(Saved data entries)

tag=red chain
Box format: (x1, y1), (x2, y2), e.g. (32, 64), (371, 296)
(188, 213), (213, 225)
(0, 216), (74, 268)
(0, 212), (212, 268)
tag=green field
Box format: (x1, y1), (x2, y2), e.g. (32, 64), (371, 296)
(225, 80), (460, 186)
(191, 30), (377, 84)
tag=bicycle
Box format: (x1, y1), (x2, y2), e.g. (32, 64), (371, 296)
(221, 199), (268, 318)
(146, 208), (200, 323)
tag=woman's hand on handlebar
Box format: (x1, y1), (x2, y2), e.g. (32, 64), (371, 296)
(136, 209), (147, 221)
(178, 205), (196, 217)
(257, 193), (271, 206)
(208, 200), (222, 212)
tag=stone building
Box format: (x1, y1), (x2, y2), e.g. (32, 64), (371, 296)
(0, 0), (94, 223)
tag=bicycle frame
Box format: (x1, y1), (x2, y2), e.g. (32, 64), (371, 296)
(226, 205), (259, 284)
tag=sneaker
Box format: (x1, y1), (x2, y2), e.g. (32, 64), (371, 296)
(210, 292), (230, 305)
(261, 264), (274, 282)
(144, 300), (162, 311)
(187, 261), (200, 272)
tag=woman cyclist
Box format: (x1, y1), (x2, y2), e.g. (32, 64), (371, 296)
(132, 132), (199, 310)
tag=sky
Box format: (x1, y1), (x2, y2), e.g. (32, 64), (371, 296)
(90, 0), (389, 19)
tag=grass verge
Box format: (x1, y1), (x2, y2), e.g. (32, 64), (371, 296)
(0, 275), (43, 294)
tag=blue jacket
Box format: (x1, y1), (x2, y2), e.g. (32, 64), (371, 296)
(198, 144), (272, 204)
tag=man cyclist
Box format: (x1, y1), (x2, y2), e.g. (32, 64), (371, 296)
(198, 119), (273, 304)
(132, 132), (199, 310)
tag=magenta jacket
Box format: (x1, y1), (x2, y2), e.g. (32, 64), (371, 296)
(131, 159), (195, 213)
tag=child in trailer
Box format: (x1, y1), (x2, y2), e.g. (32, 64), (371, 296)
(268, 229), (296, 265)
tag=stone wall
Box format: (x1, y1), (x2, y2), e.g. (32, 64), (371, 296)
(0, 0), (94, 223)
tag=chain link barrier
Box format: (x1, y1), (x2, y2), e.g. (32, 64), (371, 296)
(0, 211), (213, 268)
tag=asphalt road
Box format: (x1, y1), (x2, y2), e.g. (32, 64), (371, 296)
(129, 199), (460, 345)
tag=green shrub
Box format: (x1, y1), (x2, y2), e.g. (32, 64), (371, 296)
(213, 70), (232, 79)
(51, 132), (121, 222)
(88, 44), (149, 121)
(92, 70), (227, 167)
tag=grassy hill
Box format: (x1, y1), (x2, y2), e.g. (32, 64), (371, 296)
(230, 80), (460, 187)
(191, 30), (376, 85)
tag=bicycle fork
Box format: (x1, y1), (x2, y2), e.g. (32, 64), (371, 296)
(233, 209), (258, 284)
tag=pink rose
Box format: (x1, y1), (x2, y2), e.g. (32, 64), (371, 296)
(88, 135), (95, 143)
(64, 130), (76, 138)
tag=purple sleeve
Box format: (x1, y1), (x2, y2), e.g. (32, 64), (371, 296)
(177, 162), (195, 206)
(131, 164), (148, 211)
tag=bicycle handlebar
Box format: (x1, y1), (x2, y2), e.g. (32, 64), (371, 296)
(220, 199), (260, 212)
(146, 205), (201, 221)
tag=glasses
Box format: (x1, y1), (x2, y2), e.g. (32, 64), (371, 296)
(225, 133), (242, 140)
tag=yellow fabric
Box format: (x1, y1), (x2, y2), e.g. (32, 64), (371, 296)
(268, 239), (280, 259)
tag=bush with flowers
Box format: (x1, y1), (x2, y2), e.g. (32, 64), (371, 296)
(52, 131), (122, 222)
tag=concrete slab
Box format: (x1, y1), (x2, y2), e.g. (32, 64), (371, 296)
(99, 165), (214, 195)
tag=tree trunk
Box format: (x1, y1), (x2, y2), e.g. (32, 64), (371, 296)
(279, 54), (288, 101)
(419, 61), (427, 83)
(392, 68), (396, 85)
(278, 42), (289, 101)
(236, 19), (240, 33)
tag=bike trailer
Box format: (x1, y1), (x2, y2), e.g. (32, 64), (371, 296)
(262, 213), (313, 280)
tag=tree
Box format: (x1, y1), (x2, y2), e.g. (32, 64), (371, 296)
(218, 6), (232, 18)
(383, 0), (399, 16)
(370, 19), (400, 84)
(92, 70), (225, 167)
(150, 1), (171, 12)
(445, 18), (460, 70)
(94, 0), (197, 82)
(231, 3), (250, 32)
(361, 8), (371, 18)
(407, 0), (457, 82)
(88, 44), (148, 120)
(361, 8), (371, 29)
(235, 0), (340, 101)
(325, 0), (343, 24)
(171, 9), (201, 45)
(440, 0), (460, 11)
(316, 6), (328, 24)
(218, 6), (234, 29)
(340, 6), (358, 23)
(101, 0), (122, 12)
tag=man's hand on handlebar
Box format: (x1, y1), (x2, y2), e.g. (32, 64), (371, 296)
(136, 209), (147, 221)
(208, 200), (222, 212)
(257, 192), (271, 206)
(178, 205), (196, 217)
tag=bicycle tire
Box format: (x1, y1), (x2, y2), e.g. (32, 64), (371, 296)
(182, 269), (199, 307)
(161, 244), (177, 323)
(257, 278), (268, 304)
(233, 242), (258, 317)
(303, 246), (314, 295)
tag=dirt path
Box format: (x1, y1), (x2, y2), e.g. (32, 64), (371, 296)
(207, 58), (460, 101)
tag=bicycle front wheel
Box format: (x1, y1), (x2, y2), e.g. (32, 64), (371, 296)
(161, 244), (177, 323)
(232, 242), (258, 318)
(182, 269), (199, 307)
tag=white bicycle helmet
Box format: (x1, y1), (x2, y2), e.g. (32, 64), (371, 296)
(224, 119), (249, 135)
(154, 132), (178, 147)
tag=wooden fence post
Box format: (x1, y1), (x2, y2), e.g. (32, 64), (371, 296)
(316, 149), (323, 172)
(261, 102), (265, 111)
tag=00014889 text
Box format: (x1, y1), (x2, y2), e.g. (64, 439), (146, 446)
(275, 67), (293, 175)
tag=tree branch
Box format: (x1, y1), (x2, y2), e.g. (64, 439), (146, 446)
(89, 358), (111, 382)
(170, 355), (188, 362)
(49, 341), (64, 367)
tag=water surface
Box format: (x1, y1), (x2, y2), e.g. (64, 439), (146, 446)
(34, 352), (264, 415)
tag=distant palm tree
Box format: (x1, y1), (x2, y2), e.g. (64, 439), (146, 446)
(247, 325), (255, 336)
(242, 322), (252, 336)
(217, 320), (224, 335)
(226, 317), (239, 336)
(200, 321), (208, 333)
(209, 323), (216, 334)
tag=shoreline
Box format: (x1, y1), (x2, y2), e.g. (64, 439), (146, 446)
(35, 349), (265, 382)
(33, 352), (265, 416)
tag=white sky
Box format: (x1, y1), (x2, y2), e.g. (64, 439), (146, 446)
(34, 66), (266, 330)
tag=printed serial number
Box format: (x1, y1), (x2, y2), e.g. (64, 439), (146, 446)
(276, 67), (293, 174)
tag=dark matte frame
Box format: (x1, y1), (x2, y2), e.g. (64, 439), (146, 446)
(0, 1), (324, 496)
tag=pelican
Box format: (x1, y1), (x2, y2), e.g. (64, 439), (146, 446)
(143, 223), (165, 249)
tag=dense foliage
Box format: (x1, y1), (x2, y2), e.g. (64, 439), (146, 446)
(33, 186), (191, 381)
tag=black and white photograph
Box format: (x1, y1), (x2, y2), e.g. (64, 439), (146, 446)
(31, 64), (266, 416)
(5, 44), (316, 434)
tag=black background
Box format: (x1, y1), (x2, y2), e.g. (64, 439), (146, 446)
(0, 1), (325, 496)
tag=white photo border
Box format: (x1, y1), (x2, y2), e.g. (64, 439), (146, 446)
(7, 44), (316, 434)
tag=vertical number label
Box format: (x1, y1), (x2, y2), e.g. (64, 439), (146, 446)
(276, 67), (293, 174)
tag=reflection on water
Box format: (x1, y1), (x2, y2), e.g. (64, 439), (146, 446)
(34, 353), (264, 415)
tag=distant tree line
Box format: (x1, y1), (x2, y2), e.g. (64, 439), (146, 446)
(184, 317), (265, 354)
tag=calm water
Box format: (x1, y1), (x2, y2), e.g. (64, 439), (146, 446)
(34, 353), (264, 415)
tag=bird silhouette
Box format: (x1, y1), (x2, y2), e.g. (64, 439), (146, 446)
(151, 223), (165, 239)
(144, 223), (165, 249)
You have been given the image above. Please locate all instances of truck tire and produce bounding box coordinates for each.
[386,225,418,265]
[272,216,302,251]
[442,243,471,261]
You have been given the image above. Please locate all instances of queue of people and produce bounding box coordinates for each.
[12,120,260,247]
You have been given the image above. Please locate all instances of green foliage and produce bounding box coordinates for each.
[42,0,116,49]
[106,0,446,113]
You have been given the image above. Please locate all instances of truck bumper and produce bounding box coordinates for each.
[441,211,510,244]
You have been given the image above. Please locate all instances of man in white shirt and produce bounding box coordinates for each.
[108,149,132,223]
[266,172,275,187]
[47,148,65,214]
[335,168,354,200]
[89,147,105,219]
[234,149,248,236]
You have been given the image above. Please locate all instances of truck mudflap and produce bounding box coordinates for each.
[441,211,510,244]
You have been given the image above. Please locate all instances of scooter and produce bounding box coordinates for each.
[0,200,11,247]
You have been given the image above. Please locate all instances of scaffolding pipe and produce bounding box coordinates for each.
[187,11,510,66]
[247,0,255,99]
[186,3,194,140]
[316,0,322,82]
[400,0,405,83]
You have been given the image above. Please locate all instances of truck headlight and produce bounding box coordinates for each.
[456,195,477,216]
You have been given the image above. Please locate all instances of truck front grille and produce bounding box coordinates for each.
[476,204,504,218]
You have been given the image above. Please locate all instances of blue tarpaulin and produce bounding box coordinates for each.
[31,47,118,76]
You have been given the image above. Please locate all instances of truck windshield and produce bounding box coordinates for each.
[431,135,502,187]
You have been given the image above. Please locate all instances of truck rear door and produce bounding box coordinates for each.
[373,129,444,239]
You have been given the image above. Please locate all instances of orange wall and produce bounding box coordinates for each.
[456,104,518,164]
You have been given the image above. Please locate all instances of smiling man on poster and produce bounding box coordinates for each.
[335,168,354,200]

YOUR GOAL: Return only those lines of the records that contain the string "black".

TASK SOLUTION:
tag=black and white photograph
tag=black background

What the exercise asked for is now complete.